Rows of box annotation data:
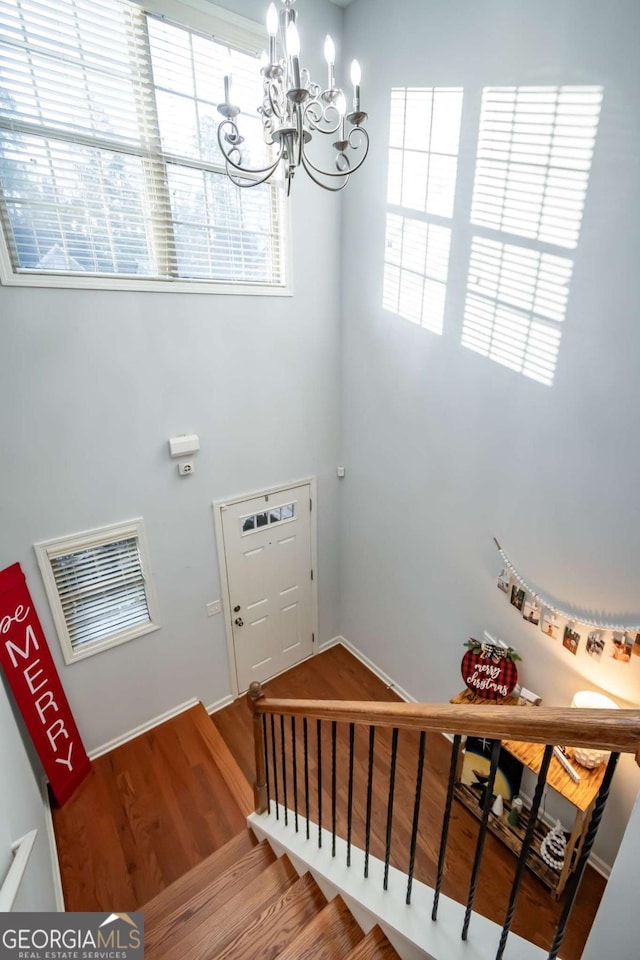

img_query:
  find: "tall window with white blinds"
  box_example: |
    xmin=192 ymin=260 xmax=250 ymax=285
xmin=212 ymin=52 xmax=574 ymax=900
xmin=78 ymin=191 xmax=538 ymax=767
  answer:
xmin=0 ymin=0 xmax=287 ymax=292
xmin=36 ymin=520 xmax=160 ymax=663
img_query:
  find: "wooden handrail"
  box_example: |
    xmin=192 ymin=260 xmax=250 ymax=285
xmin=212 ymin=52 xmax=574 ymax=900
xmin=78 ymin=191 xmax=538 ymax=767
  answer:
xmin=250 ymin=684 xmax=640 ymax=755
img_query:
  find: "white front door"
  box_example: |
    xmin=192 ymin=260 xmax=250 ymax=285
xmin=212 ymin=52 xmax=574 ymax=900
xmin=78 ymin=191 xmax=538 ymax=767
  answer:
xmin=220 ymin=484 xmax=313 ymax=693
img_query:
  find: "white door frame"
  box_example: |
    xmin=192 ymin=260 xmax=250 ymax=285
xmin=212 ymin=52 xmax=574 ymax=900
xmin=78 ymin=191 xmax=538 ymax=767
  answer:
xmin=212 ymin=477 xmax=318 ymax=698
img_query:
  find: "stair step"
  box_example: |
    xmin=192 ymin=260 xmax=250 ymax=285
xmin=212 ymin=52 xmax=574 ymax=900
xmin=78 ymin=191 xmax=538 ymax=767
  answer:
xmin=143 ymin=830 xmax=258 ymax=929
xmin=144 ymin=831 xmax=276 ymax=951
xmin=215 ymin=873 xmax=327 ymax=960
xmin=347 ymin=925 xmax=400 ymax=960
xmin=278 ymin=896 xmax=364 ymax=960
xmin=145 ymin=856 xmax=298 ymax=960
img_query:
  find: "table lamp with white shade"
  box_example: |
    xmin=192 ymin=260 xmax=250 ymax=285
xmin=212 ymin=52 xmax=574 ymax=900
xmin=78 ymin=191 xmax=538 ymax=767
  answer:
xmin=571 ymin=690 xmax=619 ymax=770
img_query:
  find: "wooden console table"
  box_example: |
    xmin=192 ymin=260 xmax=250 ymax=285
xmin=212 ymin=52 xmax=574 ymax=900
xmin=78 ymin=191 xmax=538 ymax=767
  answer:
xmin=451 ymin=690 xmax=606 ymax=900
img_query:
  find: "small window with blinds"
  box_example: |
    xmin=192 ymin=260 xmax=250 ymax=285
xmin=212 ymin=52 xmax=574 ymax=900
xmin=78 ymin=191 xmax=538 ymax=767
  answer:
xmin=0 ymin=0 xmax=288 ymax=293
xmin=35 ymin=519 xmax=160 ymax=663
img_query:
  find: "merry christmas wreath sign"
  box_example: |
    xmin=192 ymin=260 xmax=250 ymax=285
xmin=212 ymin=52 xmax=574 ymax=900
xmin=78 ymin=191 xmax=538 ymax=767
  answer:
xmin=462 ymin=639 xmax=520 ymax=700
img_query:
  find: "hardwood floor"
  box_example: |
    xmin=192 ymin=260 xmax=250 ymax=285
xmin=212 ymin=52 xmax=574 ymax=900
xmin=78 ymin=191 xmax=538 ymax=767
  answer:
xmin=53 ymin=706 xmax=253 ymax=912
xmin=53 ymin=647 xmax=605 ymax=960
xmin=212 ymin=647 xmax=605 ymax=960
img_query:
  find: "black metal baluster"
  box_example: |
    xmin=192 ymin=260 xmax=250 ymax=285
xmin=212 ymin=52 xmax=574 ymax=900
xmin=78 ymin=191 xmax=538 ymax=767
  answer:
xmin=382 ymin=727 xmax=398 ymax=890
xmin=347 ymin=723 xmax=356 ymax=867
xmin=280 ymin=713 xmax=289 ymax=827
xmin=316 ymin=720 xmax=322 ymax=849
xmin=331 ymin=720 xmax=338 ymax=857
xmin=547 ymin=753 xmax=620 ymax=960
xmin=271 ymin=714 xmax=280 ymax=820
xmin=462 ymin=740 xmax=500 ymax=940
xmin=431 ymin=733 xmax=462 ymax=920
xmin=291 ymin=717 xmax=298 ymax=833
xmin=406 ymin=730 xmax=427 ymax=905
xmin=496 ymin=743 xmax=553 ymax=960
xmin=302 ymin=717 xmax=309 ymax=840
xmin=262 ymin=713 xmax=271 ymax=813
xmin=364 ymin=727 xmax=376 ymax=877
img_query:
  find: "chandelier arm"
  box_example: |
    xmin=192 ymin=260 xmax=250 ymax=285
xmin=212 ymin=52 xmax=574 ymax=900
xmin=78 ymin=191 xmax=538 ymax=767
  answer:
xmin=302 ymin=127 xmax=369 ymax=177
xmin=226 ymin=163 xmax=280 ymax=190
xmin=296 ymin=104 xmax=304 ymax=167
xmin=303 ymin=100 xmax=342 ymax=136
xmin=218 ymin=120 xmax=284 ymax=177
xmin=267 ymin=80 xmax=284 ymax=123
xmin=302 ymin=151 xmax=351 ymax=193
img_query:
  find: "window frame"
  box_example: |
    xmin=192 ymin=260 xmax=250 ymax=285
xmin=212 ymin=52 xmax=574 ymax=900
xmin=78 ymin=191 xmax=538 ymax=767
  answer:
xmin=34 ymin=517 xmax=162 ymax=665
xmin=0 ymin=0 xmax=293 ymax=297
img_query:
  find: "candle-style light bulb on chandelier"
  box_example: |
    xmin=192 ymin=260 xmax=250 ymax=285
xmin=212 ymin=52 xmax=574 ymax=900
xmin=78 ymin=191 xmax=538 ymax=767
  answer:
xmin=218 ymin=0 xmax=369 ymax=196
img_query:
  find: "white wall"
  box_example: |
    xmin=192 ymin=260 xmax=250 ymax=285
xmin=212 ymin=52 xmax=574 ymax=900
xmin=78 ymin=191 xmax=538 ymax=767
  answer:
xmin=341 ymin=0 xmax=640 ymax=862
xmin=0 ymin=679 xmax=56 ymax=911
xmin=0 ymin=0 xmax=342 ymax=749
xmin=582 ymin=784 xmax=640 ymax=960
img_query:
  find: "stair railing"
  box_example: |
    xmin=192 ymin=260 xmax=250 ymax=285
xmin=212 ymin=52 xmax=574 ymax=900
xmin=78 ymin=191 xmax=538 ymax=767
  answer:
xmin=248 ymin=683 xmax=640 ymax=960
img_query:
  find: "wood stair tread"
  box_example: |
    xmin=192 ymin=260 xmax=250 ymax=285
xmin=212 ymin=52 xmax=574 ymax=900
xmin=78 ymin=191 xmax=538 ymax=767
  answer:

● **YOUR TASK**
Reproduce all of the items above with every instance of "img_query" replaced by "image_query" and nothing else altered. Omit the pictures from your output.

● **ANSWER FOR THIS EXERCISE**
image_query:
  find: "tall window with white blinds"
  box_example: |
    xmin=192 ymin=260 xmax=250 ymax=285
xmin=212 ymin=52 xmax=574 ymax=900
xmin=78 ymin=191 xmax=538 ymax=767
  answer:
xmin=0 ymin=0 xmax=287 ymax=292
xmin=36 ymin=520 xmax=160 ymax=663
image_query:
  find: "wooden handrail"
  box_example: |
    xmin=192 ymin=260 xmax=250 ymax=285
xmin=212 ymin=52 xmax=574 ymax=900
xmin=78 ymin=191 xmax=538 ymax=767
  answer:
xmin=250 ymin=684 xmax=640 ymax=755
image_query:
  find: "white front door"
  box_example: |
    xmin=192 ymin=260 xmax=250 ymax=285
xmin=212 ymin=52 xmax=574 ymax=900
xmin=78 ymin=191 xmax=538 ymax=767
  answer:
xmin=220 ymin=484 xmax=313 ymax=693
image_query:
  find: "white door frame"
  box_example: |
    xmin=192 ymin=260 xmax=250 ymax=285
xmin=212 ymin=52 xmax=574 ymax=900
xmin=78 ymin=191 xmax=538 ymax=767
  answer:
xmin=212 ymin=477 xmax=318 ymax=698
image_query:
  find: "stair step"
  box_example: |
    xmin=192 ymin=260 xmax=250 ymax=285
xmin=212 ymin=52 xmax=574 ymax=900
xmin=78 ymin=191 xmax=538 ymax=767
  answer:
xmin=143 ymin=830 xmax=258 ymax=929
xmin=144 ymin=831 xmax=276 ymax=951
xmin=215 ymin=873 xmax=327 ymax=960
xmin=347 ymin=925 xmax=400 ymax=960
xmin=278 ymin=896 xmax=364 ymax=960
xmin=145 ymin=856 xmax=298 ymax=960
image_query:
  find: "table lamp with white shade"
  box_example: |
    xmin=192 ymin=260 xmax=250 ymax=285
xmin=212 ymin=52 xmax=574 ymax=900
xmin=78 ymin=191 xmax=538 ymax=767
  answer:
xmin=571 ymin=690 xmax=619 ymax=770
image_query:
  find: "wooden console table"
  box_example: |
    xmin=192 ymin=260 xmax=250 ymax=285
xmin=212 ymin=52 xmax=574 ymax=900
xmin=78 ymin=191 xmax=538 ymax=767
  answer:
xmin=451 ymin=690 xmax=606 ymax=900
image_query:
  find: "small window with blinds"
  box_example: |
    xmin=192 ymin=260 xmax=250 ymax=285
xmin=212 ymin=52 xmax=574 ymax=900
xmin=78 ymin=191 xmax=538 ymax=767
  answer:
xmin=0 ymin=0 xmax=288 ymax=293
xmin=35 ymin=519 xmax=160 ymax=663
image_query:
  find: "merry christmas wreath sign"
  box_example: |
    xmin=192 ymin=260 xmax=250 ymax=285
xmin=212 ymin=52 xmax=574 ymax=900
xmin=78 ymin=191 xmax=538 ymax=767
  answer:
xmin=462 ymin=639 xmax=520 ymax=700
image_query:
  find: "hardwood floor"
  box_example: |
    xmin=192 ymin=260 xmax=250 ymax=285
xmin=212 ymin=52 xmax=574 ymax=900
xmin=78 ymin=191 xmax=538 ymax=767
  answer:
xmin=53 ymin=706 xmax=253 ymax=912
xmin=53 ymin=647 xmax=605 ymax=960
xmin=212 ymin=647 xmax=605 ymax=960
image_query:
  find: "black metal baluster"
  box_example: |
    xmin=192 ymin=260 xmax=250 ymax=285
xmin=212 ymin=52 xmax=574 ymax=900
xmin=78 ymin=191 xmax=538 ymax=767
  answer:
xmin=382 ymin=727 xmax=398 ymax=890
xmin=347 ymin=723 xmax=356 ymax=867
xmin=280 ymin=713 xmax=289 ymax=827
xmin=316 ymin=720 xmax=322 ymax=849
xmin=331 ymin=720 xmax=338 ymax=857
xmin=547 ymin=753 xmax=620 ymax=960
xmin=271 ymin=714 xmax=280 ymax=820
xmin=462 ymin=740 xmax=500 ymax=940
xmin=431 ymin=733 xmax=462 ymax=920
xmin=291 ymin=717 xmax=298 ymax=833
xmin=406 ymin=730 xmax=427 ymax=905
xmin=496 ymin=743 xmax=553 ymax=960
xmin=302 ymin=717 xmax=309 ymax=840
xmin=262 ymin=713 xmax=271 ymax=813
xmin=364 ymin=727 xmax=376 ymax=877
image_query:
  find: "chandelier arm"
  box_example: |
    xmin=192 ymin=260 xmax=250 ymax=285
xmin=212 ymin=52 xmax=574 ymax=900
xmin=78 ymin=191 xmax=538 ymax=767
  answer:
xmin=302 ymin=127 xmax=369 ymax=177
xmin=226 ymin=163 xmax=280 ymax=190
xmin=296 ymin=104 xmax=304 ymax=167
xmin=303 ymin=100 xmax=342 ymax=136
xmin=218 ymin=120 xmax=284 ymax=177
xmin=267 ymin=80 xmax=284 ymax=123
xmin=302 ymin=151 xmax=351 ymax=193
image_query:
  find: "window frame"
  box_example: |
    xmin=192 ymin=260 xmax=250 ymax=285
xmin=212 ymin=52 xmax=574 ymax=900
xmin=78 ymin=191 xmax=538 ymax=767
  answer:
xmin=34 ymin=517 xmax=162 ymax=665
xmin=0 ymin=0 xmax=293 ymax=297
image_query:
  find: "candle-style light bulb on chandelier"
  box_example: |
    xmin=192 ymin=260 xmax=250 ymax=285
xmin=212 ymin=52 xmax=574 ymax=900
xmin=78 ymin=191 xmax=538 ymax=767
  answer:
xmin=218 ymin=0 xmax=369 ymax=196
image_query:
  find: "white wall"
  box_example: |
    xmin=192 ymin=260 xmax=250 ymax=285
xmin=212 ymin=52 xmax=574 ymax=900
xmin=78 ymin=191 xmax=538 ymax=767
  answer:
xmin=341 ymin=0 xmax=640 ymax=862
xmin=0 ymin=679 xmax=56 ymax=911
xmin=0 ymin=0 xmax=342 ymax=749
xmin=582 ymin=784 xmax=640 ymax=960
image_query:
  find: "stair railing"
  box_example: |
    xmin=192 ymin=260 xmax=250 ymax=285
xmin=212 ymin=52 xmax=574 ymax=900
xmin=78 ymin=191 xmax=538 ymax=767
  answer:
xmin=248 ymin=683 xmax=640 ymax=960
image_query:
  find: "wood stair tread"
  box_example: |
    xmin=192 ymin=260 xmax=250 ymax=285
xmin=212 ymin=52 xmax=574 ymax=900
xmin=78 ymin=191 xmax=538 ymax=767
  answer:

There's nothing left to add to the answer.